— Problem requirements —
Transcribe word for word the lines spanning the line with "Task: place one pin on each instance of the row" through the end of the records.

>>>>

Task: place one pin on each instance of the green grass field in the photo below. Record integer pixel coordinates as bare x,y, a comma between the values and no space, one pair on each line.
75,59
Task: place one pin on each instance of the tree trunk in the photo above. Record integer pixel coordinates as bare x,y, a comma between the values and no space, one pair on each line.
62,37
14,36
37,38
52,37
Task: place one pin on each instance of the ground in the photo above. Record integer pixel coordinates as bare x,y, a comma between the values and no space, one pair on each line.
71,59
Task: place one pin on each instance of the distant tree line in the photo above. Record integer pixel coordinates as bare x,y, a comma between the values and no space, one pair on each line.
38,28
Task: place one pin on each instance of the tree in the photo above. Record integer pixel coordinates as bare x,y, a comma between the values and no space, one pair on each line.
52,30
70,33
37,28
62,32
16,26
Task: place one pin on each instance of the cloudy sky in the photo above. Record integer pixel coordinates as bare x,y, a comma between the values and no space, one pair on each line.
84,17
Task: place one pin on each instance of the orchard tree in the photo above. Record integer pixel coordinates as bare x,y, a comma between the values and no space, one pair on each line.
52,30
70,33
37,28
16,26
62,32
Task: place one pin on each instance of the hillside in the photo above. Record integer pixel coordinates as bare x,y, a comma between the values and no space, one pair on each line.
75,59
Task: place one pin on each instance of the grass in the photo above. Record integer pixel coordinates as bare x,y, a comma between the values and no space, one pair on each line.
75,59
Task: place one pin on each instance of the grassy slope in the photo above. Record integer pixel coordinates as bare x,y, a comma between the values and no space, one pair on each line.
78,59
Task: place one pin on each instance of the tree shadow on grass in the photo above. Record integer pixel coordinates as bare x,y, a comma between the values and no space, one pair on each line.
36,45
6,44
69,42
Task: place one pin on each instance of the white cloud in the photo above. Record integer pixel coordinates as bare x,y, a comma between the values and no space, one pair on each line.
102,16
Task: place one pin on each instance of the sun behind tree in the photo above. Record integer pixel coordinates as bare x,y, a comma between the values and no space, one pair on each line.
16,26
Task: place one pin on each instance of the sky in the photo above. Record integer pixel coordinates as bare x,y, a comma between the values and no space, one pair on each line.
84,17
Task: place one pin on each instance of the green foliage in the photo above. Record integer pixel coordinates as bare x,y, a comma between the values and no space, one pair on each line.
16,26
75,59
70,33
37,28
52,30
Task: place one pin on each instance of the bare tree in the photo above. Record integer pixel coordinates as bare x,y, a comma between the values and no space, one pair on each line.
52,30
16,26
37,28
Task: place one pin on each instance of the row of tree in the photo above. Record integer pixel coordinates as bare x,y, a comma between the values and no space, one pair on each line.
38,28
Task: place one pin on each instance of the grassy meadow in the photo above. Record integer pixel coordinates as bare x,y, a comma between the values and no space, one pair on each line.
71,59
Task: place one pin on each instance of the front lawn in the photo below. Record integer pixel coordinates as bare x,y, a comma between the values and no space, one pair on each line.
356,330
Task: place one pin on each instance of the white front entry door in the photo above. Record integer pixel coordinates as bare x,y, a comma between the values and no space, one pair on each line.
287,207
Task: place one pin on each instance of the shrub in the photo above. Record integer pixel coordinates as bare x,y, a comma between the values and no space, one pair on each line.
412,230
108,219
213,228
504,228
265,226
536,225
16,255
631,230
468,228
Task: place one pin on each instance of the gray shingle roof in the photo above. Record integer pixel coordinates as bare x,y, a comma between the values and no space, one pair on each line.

<<<<

— Reply —
Task: place one pin on each instance of the row of tree in the photo above. Record integer pixel coordinates as bare x,y, a comma between the values and no space, one pair on each line.
38,28
Task: place one pin on each instance of the grassy meadow in the photo above. Record integer pixel coordinates as bare x,y, a comma between the values and no space, one pair on each line.
71,59
Task: place one pin on each instance of the front lawn in the photo below. Record integer pixel coordinates as bare x,y, a comma between the values and no space, one pair on each line.
356,330
Task: place one pin on each instance of the white front entry door in the photo above. Record integer pixel coordinates as bare x,y, a comma between the values and no space, one pair on each line.
287,207
Task: place one pin on each instance of the shrub in the photo above. Record integer pixel coordinates as bare x,y, a comma between the values and no space, one pair on each line.
412,230
108,219
213,228
504,228
265,226
536,225
16,255
631,230
468,228
Task: place one pin on each instance of the gray shingle roof in the photo above. Record integer pixel coordinates as bare x,y, a comma between the values and no space, one pair on each line.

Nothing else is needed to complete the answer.